Page extract:
↓
Younger, J. (1982). The Fire Engine Book. Racine, WI: Western Publishing Co. This book experience should be built around a trip to the fire station. Find each object on the equipment page when you visit the fire station. If possible, let the child explore the station, trucks and clothing hands-on. Bring the book to the station to link each real object to the picture and language in the text. If the child has a toy fire station or fire engine, encourage representational play with these toys.
Miryam. (1950). The Happy Man and His Dump Truck. Racine, WI: Western Publishing Company. This is another action book that can be adapted using toys and model animals. Let the child dump the animals in the truck at each dumping episode in the story. Notice if the child anticipates the dumping after repeated exposure.
Reiser, L. (1995). Good Morning, Farm. Grand Haven, MI: School Zone Publishing. This book has clear colorful pictures and simple text. It can be used with the Fisher-Price farm set. This book can be used first with a field trip to a petting zoo farm and then with the toy to develop Symbolic play.
May be less meaningful to children with visual impairment, since many toys feel alike. Representational and dramatic play are crucial social, cognitive and linguistic prerequisites to understanding meaning and storylines. This book links the world to the toy and text.
Krasilovsky, P. (1962). The Very Little Boy. New York: Doubleday. This story brings together Concepts and Vocabulary from previous units. Try reading it with only the braille. Ask the child to tell you ways the child is big and little.
↑
Data segment:
↓
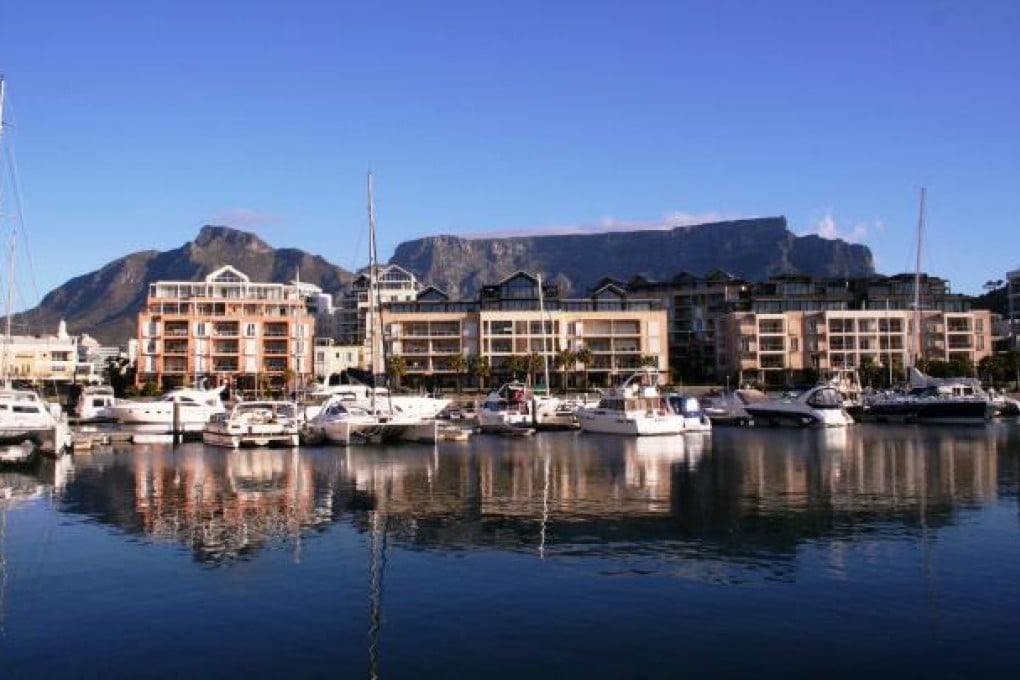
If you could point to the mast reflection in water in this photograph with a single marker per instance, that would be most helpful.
(875, 548)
↑
Written task:
What are the titles of all the books cited in the annotated reading list above?

Solution:
The Fire Engine Book
The Happy Man and His Dump Truck
Good Morning, Farm
The Very Little Boy